WRITTEN REQUEST :: Turn the part of the records that opens with the line containing "window above? Mark it with a dot." and closes with the line containing "the woman's blue" into a JSON list of strings, one string per line. Include both end lines and leave out any blank lines.

PROVIDED ENTRIES ::
++++++++++++++++++++

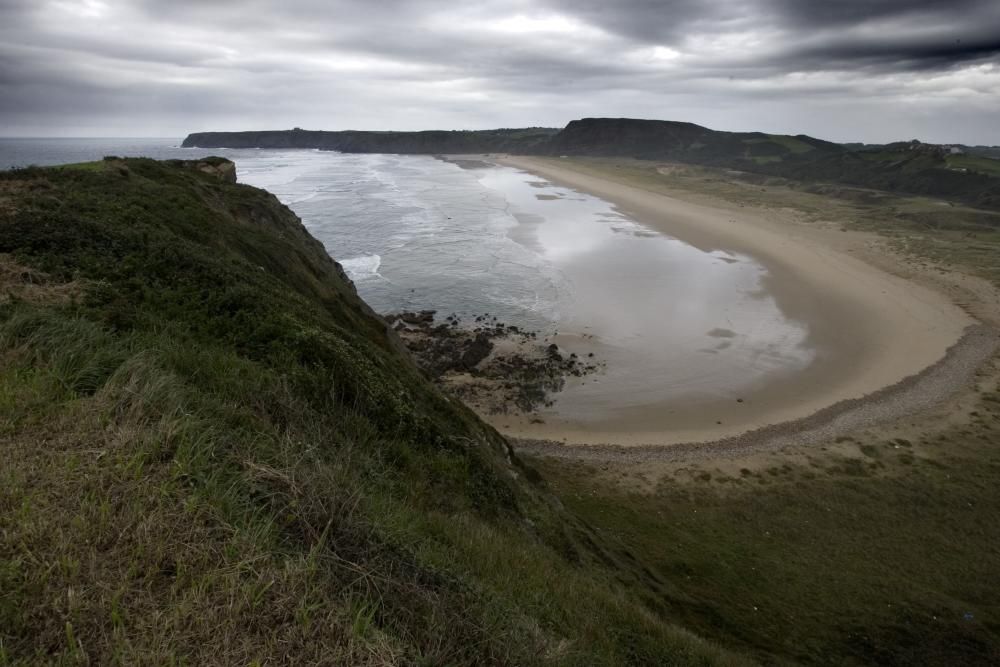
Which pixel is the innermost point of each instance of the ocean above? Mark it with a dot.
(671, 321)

++++++++++++++++++++

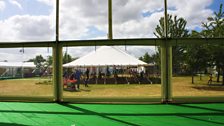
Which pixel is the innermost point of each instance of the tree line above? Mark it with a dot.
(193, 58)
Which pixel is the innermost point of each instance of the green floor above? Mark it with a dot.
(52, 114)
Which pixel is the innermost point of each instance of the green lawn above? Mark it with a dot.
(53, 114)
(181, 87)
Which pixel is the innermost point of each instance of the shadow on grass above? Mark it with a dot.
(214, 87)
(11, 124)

++++++++++++++++++++

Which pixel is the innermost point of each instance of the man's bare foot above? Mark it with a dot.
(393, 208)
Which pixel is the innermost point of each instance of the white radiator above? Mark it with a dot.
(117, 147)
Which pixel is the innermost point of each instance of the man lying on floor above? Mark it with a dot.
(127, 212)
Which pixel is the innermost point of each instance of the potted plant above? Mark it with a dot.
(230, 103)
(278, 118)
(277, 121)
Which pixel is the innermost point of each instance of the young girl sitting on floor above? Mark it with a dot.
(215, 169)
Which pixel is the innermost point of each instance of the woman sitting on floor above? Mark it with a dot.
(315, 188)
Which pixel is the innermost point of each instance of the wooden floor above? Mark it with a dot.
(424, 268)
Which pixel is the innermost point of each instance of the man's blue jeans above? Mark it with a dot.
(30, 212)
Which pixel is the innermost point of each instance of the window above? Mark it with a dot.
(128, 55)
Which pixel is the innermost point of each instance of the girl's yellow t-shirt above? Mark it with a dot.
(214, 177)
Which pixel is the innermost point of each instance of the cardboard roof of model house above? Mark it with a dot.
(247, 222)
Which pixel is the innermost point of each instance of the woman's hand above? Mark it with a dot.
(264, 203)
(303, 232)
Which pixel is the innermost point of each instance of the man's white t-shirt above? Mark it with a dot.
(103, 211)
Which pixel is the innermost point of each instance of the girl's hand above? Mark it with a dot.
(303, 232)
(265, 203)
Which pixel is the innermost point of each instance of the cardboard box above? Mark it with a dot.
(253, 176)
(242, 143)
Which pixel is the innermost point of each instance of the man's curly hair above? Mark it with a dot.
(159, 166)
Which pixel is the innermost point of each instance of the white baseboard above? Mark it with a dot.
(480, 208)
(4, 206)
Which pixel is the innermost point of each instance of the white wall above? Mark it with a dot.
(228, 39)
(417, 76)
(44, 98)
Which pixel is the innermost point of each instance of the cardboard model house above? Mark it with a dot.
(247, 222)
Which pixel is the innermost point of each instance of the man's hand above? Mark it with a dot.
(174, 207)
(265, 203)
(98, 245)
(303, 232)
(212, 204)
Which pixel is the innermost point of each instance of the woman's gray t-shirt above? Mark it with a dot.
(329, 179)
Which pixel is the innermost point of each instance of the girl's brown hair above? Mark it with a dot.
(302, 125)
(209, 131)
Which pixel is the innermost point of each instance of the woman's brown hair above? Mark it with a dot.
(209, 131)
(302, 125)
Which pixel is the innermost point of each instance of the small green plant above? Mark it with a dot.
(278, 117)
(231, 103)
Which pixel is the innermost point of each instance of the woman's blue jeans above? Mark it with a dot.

++++++++++++++++++++

FULL ANSWER ::
[
  "Which pixel is the innermost point of each instance of the window above? Mark it with a dot.",
  "(128, 55)",
  "Which pixel is the innermost point of each instance of the girl's yellow t-shirt above? Mark it with a dot.",
  "(214, 177)",
  "Which pixel is the innermost point of each instance of the cardboard roof of model house above? Mark it with a dot.",
  "(247, 222)",
  "Which pixel is the innermost point of each instance of the woman's hand above? Mark it with a dot.",
  "(264, 203)",
  "(303, 232)",
  "Which pixel is the innermost point of each instance of the man's white t-shirt above? Mark it with a dot.",
  "(103, 211)",
  "Which pixel is the innermost point of each instance of the girl's hand above? Mark it with a dot.",
  "(303, 232)",
  "(265, 203)",
  "Which pixel is the innermost point of each instance of the cardboard box above? Mark it with a dot.",
  "(253, 176)",
  "(242, 143)",
  "Which pixel is the innermost point of each instance of the man's curly hair above? Mark it with a dot.",
  "(159, 166)",
  "Which pixel is the innermost point of each instance of the white baseboard above? Mark it with a dot.",
  "(480, 208)",
  "(4, 206)",
  "Which pixel is the innermost point of each instance of the white wall above? Mark it with a dot.",
  "(228, 39)",
  "(417, 76)",
  "(44, 98)",
  "Which pixel is the innermost point of each instance of the cardboard model house above? Mark it with a dot.",
  "(247, 222)",
  "Which pixel is the innermost point of each instance of the man's hand above? Mark it with a dot.",
  "(174, 207)",
  "(265, 203)",
  "(98, 245)",
  "(303, 232)",
  "(212, 204)",
  "Which pixel is the innermost point of each instance of the woman's gray t-shirt above? Mark it with a dot.",
  "(329, 179)",
  "Which pixel is the innermost point of each instance of the girl's brown hair above? Mark it with a dot.",
  "(302, 125)",
  "(209, 131)",
  "Which pixel is the innermost point of each instance of the woman's brown hair above? Mark it with a dot.",
  "(209, 131)",
  "(302, 125)",
  "Which pixel is the innermost point of each instance of the small green plant above? Mark it with a dot.",
  "(278, 117)",
  "(231, 103)",
  "Which pixel is the innermost point of each instance of the woman's blue jeans above? Mark it with a dot."
]